▶ [TASK REQUIREMENTS] Starting at the beginning of the records and going on through the line with "Label: wooden step", reproduce those lines with "photograph" swapped for "image" and nothing else altered. Leave the pictures out of your answer.

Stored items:
* Begin *
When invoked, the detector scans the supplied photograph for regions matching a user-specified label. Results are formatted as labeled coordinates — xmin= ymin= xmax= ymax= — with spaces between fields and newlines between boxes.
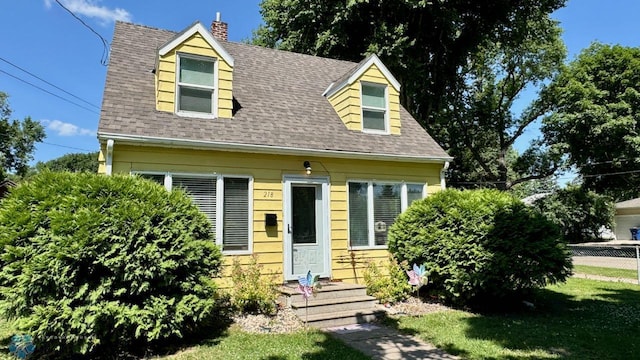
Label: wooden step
xmin=291 ymin=295 xmax=376 ymax=316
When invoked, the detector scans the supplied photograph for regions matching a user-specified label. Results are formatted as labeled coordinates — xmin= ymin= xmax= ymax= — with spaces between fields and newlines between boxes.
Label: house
xmin=614 ymin=198 xmax=640 ymax=240
xmin=0 ymin=179 xmax=16 ymax=199
xmin=98 ymin=15 xmax=451 ymax=282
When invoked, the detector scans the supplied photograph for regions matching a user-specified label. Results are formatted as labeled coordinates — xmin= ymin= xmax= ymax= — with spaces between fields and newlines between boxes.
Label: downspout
xmin=105 ymin=139 xmax=113 ymax=176
xmin=440 ymin=161 xmax=449 ymax=190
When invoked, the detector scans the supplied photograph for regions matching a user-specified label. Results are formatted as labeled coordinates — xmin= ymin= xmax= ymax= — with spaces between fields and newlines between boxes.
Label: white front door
xmin=283 ymin=177 xmax=330 ymax=280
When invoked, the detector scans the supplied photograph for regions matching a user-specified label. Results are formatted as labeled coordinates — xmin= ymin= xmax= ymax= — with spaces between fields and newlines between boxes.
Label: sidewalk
xmin=324 ymin=324 xmax=459 ymax=360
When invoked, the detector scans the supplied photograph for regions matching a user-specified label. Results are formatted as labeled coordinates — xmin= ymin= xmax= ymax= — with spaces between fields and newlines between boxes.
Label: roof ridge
xmin=116 ymin=20 xmax=360 ymax=65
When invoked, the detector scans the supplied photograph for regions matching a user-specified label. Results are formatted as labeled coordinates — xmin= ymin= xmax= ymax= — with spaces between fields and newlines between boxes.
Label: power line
xmin=55 ymin=0 xmax=110 ymax=66
xmin=0 ymin=57 xmax=100 ymax=109
xmin=41 ymin=141 xmax=98 ymax=152
xmin=0 ymin=69 xmax=100 ymax=115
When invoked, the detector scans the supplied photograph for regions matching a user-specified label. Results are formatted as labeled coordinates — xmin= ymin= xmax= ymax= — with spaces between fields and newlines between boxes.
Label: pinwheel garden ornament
xmin=298 ymin=270 xmax=322 ymax=327
xmin=407 ymin=264 xmax=429 ymax=296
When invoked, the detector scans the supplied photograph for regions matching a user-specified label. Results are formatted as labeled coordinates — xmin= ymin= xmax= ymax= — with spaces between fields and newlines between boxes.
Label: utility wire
xmin=0 ymin=69 xmax=100 ymax=115
xmin=55 ymin=0 xmax=110 ymax=66
xmin=0 ymin=56 xmax=100 ymax=110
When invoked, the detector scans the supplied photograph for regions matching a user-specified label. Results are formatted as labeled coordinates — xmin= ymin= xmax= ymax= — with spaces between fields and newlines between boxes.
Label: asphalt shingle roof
xmin=98 ymin=22 xmax=448 ymax=160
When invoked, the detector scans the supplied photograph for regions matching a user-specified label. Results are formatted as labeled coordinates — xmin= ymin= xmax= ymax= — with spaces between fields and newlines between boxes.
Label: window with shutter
xmin=172 ymin=175 xmax=216 ymax=234
xmin=222 ymin=177 xmax=249 ymax=251
xmin=361 ymin=83 xmax=388 ymax=132
xmin=177 ymin=54 xmax=216 ymax=114
xmin=348 ymin=181 xmax=424 ymax=247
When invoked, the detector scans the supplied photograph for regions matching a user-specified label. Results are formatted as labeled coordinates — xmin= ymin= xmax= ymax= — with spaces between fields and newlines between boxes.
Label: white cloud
xmin=44 ymin=0 xmax=131 ymax=23
xmin=40 ymin=120 xmax=96 ymax=136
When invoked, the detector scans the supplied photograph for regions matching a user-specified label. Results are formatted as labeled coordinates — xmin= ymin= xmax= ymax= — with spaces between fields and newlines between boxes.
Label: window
xmin=348 ymin=181 xmax=424 ymax=247
xmin=134 ymin=172 xmax=253 ymax=252
xmin=360 ymin=83 xmax=387 ymax=132
xmin=176 ymin=54 xmax=216 ymax=114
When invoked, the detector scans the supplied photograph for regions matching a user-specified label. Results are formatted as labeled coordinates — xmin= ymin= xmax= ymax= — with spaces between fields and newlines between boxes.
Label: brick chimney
xmin=211 ymin=12 xmax=229 ymax=41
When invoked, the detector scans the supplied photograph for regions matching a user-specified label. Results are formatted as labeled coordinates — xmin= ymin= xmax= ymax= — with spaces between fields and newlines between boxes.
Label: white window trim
xmin=360 ymin=81 xmax=390 ymax=135
xmin=346 ymin=179 xmax=427 ymax=250
xmin=130 ymin=170 xmax=253 ymax=255
xmin=174 ymin=52 xmax=220 ymax=119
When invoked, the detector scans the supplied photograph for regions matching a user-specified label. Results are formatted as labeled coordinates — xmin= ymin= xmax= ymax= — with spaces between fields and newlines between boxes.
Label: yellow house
xmin=98 ymin=20 xmax=451 ymax=282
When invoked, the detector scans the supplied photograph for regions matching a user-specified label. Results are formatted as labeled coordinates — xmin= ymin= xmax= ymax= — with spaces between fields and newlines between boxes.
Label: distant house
xmin=614 ymin=198 xmax=640 ymax=240
xmin=98 ymin=15 xmax=451 ymax=282
xmin=0 ymin=179 xmax=16 ymax=199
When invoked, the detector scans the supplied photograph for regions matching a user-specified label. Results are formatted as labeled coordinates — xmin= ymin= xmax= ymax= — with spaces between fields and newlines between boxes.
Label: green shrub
xmin=532 ymin=186 xmax=615 ymax=243
xmin=0 ymin=172 xmax=221 ymax=358
xmin=231 ymin=255 xmax=278 ymax=315
xmin=364 ymin=256 xmax=412 ymax=304
xmin=389 ymin=190 xmax=571 ymax=305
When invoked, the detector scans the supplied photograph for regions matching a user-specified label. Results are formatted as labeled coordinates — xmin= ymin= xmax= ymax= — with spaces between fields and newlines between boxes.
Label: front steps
xmin=280 ymin=282 xmax=384 ymax=328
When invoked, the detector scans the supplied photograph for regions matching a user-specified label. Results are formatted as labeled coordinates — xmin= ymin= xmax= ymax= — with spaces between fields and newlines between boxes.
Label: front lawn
xmin=573 ymin=265 xmax=638 ymax=279
xmin=156 ymin=327 xmax=369 ymax=360
xmin=391 ymin=278 xmax=640 ymax=360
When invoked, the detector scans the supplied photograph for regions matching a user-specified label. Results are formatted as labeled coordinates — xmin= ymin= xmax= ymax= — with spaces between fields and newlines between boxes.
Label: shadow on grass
xmin=394 ymin=281 xmax=640 ymax=359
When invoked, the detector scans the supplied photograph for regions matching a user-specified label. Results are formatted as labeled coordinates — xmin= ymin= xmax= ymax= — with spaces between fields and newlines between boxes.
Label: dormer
xmin=323 ymin=54 xmax=401 ymax=135
xmin=156 ymin=14 xmax=233 ymax=118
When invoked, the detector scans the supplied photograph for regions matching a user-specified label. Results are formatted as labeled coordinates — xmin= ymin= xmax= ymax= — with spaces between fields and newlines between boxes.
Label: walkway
xmin=325 ymin=324 xmax=459 ymax=360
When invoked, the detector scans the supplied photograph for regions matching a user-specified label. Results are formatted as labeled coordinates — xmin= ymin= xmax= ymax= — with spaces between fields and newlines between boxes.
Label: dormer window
xmin=176 ymin=54 xmax=216 ymax=117
xmin=360 ymin=82 xmax=389 ymax=134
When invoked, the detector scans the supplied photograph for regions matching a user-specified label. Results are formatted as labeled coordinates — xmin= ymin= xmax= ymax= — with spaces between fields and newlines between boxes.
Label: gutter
xmin=98 ymin=132 xmax=453 ymax=165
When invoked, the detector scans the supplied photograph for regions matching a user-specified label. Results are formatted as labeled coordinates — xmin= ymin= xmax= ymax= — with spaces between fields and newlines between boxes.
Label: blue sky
xmin=0 ymin=0 xmax=640 ymax=167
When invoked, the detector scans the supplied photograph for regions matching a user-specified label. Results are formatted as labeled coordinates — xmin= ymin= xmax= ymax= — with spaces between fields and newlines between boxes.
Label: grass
xmin=573 ymin=265 xmax=638 ymax=279
xmin=0 ymin=320 xmax=369 ymax=360
xmin=394 ymin=278 xmax=640 ymax=360
xmin=156 ymin=327 xmax=369 ymax=360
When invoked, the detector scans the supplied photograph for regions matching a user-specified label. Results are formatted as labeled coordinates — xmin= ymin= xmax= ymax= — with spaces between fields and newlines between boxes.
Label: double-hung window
xmin=138 ymin=172 xmax=253 ymax=253
xmin=348 ymin=181 xmax=424 ymax=247
xmin=360 ymin=82 xmax=388 ymax=133
xmin=176 ymin=54 xmax=216 ymax=116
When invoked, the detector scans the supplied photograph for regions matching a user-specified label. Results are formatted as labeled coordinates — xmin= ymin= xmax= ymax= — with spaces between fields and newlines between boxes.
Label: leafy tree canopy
xmin=0 ymin=91 xmax=45 ymax=180
xmin=542 ymin=43 xmax=640 ymax=201
xmin=252 ymin=0 xmax=565 ymax=128
xmin=36 ymin=151 xmax=98 ymax=173
xmin=436 ymin=17 xmax=566 ymax=190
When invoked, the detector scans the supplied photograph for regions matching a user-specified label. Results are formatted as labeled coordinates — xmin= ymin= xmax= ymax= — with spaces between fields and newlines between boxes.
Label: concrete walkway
xmin=324 ymin=324 xmax=459 ymax=360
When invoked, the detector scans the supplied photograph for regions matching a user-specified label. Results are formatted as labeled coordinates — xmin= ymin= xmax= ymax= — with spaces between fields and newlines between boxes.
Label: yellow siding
xmin=100 ymin=144 xmax=442 ymax=283
xmin=328 ymin=64 xmax=401 ymax=135
xmin=156 ymin=33 xmax=233 ymax=118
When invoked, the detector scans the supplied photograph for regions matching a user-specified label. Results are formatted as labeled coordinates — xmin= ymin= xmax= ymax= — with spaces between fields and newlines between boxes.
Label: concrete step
xmin=291 ymin=295 xmax=376 ymax=317
xmin=300 ymin=308 xmax=385 ymax=329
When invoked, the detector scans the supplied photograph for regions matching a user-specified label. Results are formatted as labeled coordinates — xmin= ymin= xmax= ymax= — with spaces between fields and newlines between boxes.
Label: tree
xmin=437 ymin=17 xmax=566 ymax=190
xmin=252 ymin=0 xmax=565 ymax=126
xmin=36 ymin=151 xmax=98 ymax=173
xmin=532 ymin=186 xmax=615 ymax=243
xmin=0 ymin=171 xmax=224 ymax=359
xmin=389 ymin=189 xmax=571 ymax=306
xmin=542 ymin=43 xmax=640 ymax=201
xmin=0 ymin=91 xmax=45 ymax=180
xmin=253 ymin=0 xmax=565 ymax=189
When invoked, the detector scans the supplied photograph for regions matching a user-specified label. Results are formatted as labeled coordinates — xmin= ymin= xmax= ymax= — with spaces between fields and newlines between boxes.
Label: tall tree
xmin=437 ymin=17 xmax=566 ymax=190
xmin=0 ymin=91 xmax=45 ymax=180
xmin=36 ymin=151 xmax=98 ymax=173
xmin=253 ymin=0 xmax=565 ymax=128
xmin=542 ymin=43 xmax=640 ymax=201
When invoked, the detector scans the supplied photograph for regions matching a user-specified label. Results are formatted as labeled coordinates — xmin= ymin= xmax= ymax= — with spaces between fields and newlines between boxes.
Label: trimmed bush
xmin=230 ymin=255 xmax=279 ymax=315
xmin=0 ymin=172 xmax=221 ymax=358
xmin=364 ymin=256 xmax=412 ymax=304
xmin=389 ymin=190 xmax=571 ymax=305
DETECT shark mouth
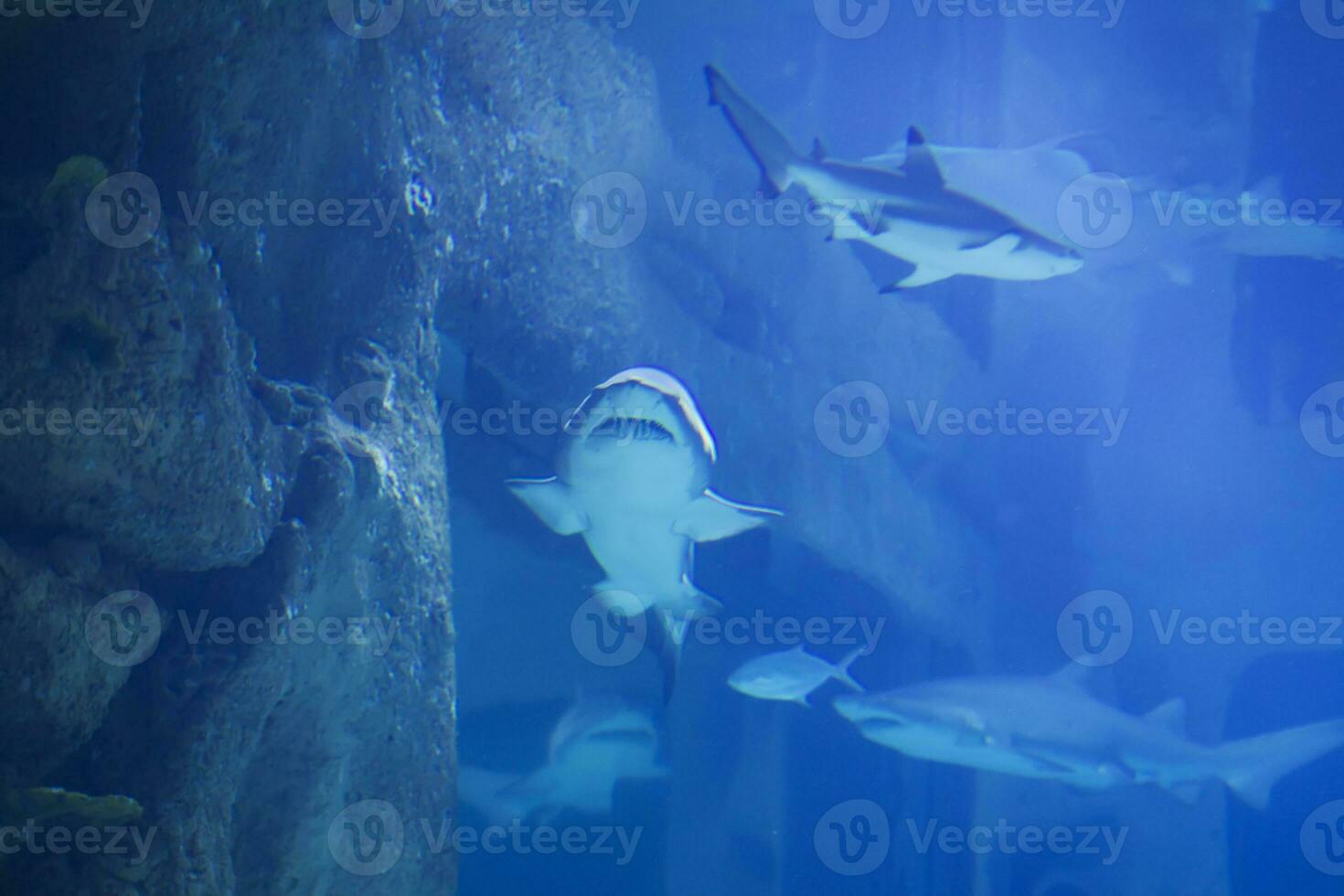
* End *
▶ [SOLUTION TO THIS PROBLEM]
When invoked, the detector scans the supplied image for regions matching a user-specified label. Results are formatted as labeled coordinates — xmin= ymin= xmax= ymax= — with spaces between fields and newlines between boxes.
Label: wooden step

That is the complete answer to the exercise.